*** Opening of Records for this task ***

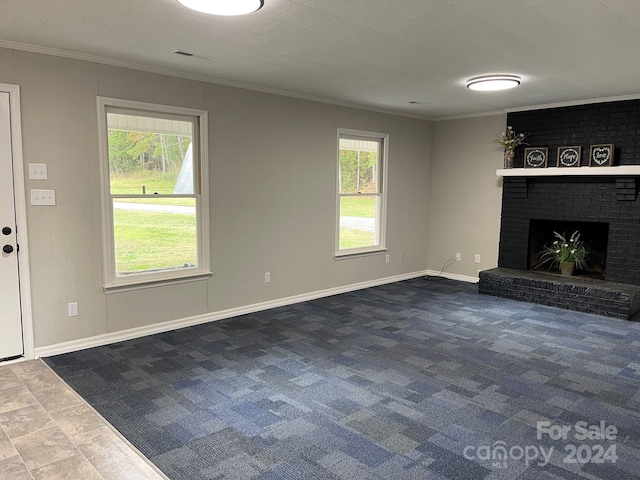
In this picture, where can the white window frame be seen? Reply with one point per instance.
(381, 214)
(200, 140)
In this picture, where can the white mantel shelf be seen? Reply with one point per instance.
(622, 170)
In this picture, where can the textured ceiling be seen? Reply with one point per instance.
(379, 54)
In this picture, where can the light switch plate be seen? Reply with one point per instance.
(37, 171)
(43, 197)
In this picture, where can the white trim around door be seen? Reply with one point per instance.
(21, 218)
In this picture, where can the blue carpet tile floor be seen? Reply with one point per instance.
(422, 379)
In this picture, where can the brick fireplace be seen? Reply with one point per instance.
(605, 208)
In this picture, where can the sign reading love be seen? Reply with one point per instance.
(601, 155)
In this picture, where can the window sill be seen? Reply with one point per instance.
(347, 256)
(108, 289)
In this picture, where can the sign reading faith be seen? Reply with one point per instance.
(601, 155)
(535, 157)
(569, 156)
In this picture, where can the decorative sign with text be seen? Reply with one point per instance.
(601, 155)
(569, 156)
(535, 157)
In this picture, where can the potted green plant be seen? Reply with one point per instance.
(510, 140)
(567, 254)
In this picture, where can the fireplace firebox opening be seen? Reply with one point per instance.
(594, 234)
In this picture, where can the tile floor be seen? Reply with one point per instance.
(47, 432)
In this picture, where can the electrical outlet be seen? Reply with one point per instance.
(37, 171)
(43, 197)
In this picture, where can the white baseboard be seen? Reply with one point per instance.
(452, 276)
(107, 338)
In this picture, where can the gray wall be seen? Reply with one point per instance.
(466, 194)
(272, 188)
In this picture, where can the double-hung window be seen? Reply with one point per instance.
(361, 202)
(155, 202)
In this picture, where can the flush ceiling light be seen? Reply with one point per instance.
(224, 7)
(487, 83)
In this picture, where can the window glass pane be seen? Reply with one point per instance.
(154, 234)
(358, 224)
(358, 166)
(150, 155)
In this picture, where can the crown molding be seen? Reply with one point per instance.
(56, 52)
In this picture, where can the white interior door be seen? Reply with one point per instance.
(11, 344)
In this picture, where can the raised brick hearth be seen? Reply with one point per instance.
(581, 294)
(611, 201)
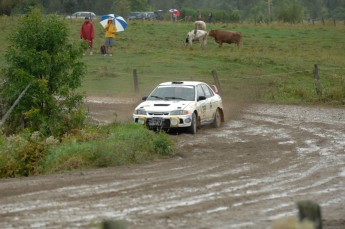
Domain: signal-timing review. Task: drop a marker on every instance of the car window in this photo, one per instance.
(173, 93)
(208, 92)
(200, 91)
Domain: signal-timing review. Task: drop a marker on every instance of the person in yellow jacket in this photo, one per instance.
(110, 31)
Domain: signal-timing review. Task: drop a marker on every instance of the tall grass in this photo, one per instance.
(275, 63)
(113, 145)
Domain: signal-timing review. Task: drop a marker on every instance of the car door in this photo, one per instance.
(201, 104)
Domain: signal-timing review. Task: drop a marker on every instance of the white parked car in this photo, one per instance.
(83, 14)
(182, 104)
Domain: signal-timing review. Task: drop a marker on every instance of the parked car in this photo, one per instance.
(150, 16)
(141, 16)
(135, 16)
(82, 15)
(180, 104)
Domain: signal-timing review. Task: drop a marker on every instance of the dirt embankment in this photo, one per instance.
(246, 174)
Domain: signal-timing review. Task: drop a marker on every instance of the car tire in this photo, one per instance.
(217, 119)
(192, 128)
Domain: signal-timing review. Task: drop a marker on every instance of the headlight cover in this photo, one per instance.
(179, 112)
(140, 112)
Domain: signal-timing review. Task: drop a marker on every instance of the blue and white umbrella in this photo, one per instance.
(118, 21)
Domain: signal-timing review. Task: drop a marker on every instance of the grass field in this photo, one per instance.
(275, 63)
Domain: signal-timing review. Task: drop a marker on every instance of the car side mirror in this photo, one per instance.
(201, 97)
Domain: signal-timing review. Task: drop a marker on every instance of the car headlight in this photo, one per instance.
(140, 112)
(179, 112)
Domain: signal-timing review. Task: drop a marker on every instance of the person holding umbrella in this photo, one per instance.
(110, 31)
(87, 33)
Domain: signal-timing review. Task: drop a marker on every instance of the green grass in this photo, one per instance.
(275, 64)
(275, 61)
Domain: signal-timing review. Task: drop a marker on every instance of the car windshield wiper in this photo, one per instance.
(156, 97)
(177, 98)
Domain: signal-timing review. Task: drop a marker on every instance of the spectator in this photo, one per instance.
(199, 17)
(87, 33)
(110, 31)
(210, 17)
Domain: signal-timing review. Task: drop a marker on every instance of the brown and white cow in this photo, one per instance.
(224, 36)
(198, 35)
(199, 25)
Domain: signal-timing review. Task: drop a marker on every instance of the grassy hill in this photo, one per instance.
(275, 63)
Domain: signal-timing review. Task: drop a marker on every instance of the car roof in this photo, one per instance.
(181, 83)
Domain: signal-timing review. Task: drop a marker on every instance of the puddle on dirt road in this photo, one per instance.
(245, 174)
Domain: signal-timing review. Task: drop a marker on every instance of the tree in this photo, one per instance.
(290, 11)
(41, 56)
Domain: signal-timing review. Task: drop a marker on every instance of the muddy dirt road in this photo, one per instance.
(246, 174)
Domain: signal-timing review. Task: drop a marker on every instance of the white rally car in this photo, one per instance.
(181, 104)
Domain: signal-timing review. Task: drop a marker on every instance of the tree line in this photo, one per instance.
(293, 11)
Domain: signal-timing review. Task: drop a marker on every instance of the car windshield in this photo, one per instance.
(186, 93)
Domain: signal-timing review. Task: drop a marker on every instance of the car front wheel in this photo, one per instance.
(193, 126)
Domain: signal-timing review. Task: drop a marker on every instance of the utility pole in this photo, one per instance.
(269, 3)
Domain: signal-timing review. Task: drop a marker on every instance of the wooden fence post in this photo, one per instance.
(216, 81)
(317, 81)
(3, 120)
(135, 80)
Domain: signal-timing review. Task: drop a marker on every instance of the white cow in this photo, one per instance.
(196, 35)
(199, 25)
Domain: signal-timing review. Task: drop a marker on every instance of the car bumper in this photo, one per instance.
(165, 122)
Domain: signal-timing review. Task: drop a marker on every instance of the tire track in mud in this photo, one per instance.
(244, 175)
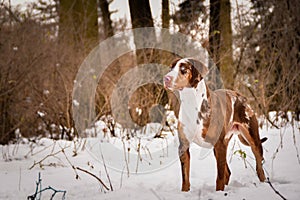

*** Close of Records for this task ***

Task directions:
The records above are to be copied exactly, without their pictures.

Expected answer:
In this picture, where can the white window frame be seen? Reply with one point per instance.
(381, 214)
(200, 140)
In this picture, where can the white mantel shelf be seen? Reply with one point per instance.
(622, 170)
In this picture, where can the textured ceiling be seen? Reply with one point per instance.
(379, 54)
In this picture, where can the light switch plate be seen? Reply with one point per instance.
(37, 171)
(43, 197)
In this picture, where can the white trim around door be seen? Reply with one point per instance.
(21, 218)
In this picture, where can the blue carpet tile floor be seen? Reply with one point per instance.
(422, 379)
In this picture, where can the brick fireplace be seen? Reply with one point per instance.
(605, 208)
In this picture, where can the sign reading love be seen? Reply with one point per instance.
(601, 155)
In this picture, where can the window sill be seen? Reply with one point per instance.
(347, 256)
(108, 289)
In this picture, where can the sign reading faith be seen? Reply with one point per instance.
(601, 155)
(535, 157)
(569, 156)
In this picture, where can the decorative sign with text be seen? Reply with one point per instance.
(601, 155)
(569, 156)
(535, 157)
In this picture, where can the potted green plant be seen? Reply with one point per instance.
(510, 140)
(567, 254)
In this picture, where can the fireplace firebox opening be seen? Reply with one point per instance.
(594, 234)
In this picture, where can the tile floor be seen? Reply with one point per instance.
(47, 432)
In this picture, where can the electrical outlet be seen? Reply with one point per instance.
(37, 171)
(43, 197)
In this picture, where can the white baseboard be seen? Reply with one point per instance.
(452, 276)
(107, 338)
In this picture, where can the gray wall be seen? Reply with one point per instance.
(466, 194)
(272, 188)
In this picture, where can the double-hung window be seen? Reply with one point per instance.
(361, 202)
(155, 202)
In this picture, where can the flush ceiling light be seen? Reply with one point per instance.
(224, 7)
(487, 83)
In this picture, where can the window glass pane be seen? Reply with one point per instance.
(154, 234)
(358, 224)
(358, 166)
(150, 155)
In this picture, where can the crown molding be seen? Reply with one point per instance.
(56, 52)
In this picture, where can the white interior door be seen? Reply with one point per instance.
(11, 344)
In this picture, where can the raised brick hearth be seen? Reply with one point per instance.
(581, 294)
(611, 201)
Domain: signal-timing review. Task: drop a marker on every instance of the car window in this photo, one per instance.
(173, 93)
(208, 92)
(200, 91)
Domain: signal-timing review. Task: drop a marker on every instance of the person in yellow jacket in this photo, one per instance.
(110, 31)
Domain: signal-timing review. Task: drop a marker on every instance of the tall grass in this photo, one per instance.
(275, 63)
(113, 145)
Domain: signal-timing review. Task: drop a marker on every instance of the car door in this photo, one per instance.
(201, 104)
Domain: signal-timing review. Task: drop a marker on every instance of the white parked car in this photo, one per instance.
(83, 14)
(182, 104)
Domain: signal-timing review. Task: drop a marker on every instance of the parked car in this photo, one per instance.
(150, 16)
(141, 16)
(135, 16)
(82, 15)
(180, 104)
Domain: signal-timing review. Task: drop a marker on every instance of the dirt embankment in this photo, one per instance.
(246, 174)
Domain: signal-timing review. Task: drop a marker on every instance of the car tire in this photo, one per instance.
(217, 119)
(192, 128)
Domain: signal-timing review. Task: drop a marker on every instance of the headlight cover in this photo, one per instance.
(179, 112)
(140, 112)
Domain: signal-timing review. Task: drop a marker on every instance of the blue and white umbrella in this photo, one per instance.
(118, 21)
Domain: signal-timing review. Task: drop a marker on every instance of the grass field in this photo, one per instance.
(275, 63)
Domain: signal-timing review. Task: drop a marker on every instance of the car side mirror in this photo, one per instance.
(201, 97)
Domain: signal-timing review. Task: drop a marker on every instance of the car headlight in this photo, one per instance.
(140, 112)
(179, 112)
Domain: signal-timing review. Task: drop a marker on every instance of the person holding umbrella in this photo, one per instance.
(110, 31)
(87, 33)
Domain: signal-timing review. Task: drop a marker on every instance of the green grass in this photo, one per instance.
(275, 64)
(275, 61)
Domain: signal-timing review. Task: drop a marker on every instance of the car windshield wiper in this photo, one per instance.
(156, 97)
(177, 98)
Domain: signal-timing review. Task: drop a marker on every instance of the spectator in this photo, one per instance.
(199, 17)
(87, 33)
(110, 31)
(210, 17)
Domain: signal-timing review. Task: drop a marker on every instance of the brown and white cow in this photo, one per instance.
(224, 36)
(198, 35)
(199, 25)
Domain: signal-timing review. Task: drop a marker on every instance of the grassy hill in this photo, one per instance.
(275, 63)
Domain: signal-timing review. Task: drop a marker on every instance of the car roof in this photo, one per instance.
(181, 83)
Domain: signal-timing review. Task: drop a marker on every instance of the puddle on dirt road in this photo, one per instance.
(245, 174)
Domain: signal-timing review. Task: drop a marker on every instance of the tree in this photo, one per instance.
(290, 11)
(41, 56)
Domain: signal-timing review. Task: drop a marker on every instance of the muddy dirt road in this photo, one per instance.
(246, 174)
Domain: signal-timing review. Task: drop a marker on every instance of the white rally car in this photo, one per instance.
(181, 104)
Domain: signal-timing review. Task: drop a marker on every instance of the tree line in this photo, one per instance.
(293, 11)
Domain: signal-timing review. Task: drop a marker on every instance of the car windshield in this photo, one per instance.
(186, 93)
Domain: signal-timing review. Task: drop a marker on every instance of the car front wheel in this photo, one per instance.
(193, 126)
Domain: signal-timing review. Task: drop a marker on every instance of the utility pole in this photo, one per instance.
(269, 3)
Domain: signal-timing review. Task: drop a marker on every instance of the wooden fence post in this photo, one per instance.
(216, 81)
(317, 81)
(3, 120)
(135, 80)
Domain: signal-timing review. Task: drop a marker on every instance of the white cow in this photo, one per instance.
(196, 35)
(199, 25)
Domain: signal-timing review. Task: drop a marker on every instance of the car bumper in this photo, one per instance.
(165, 122)
Domain: signal-timing review. Task: drop a marker on every instance of the tire track in mud in this photo, one per instance.
(244, 175)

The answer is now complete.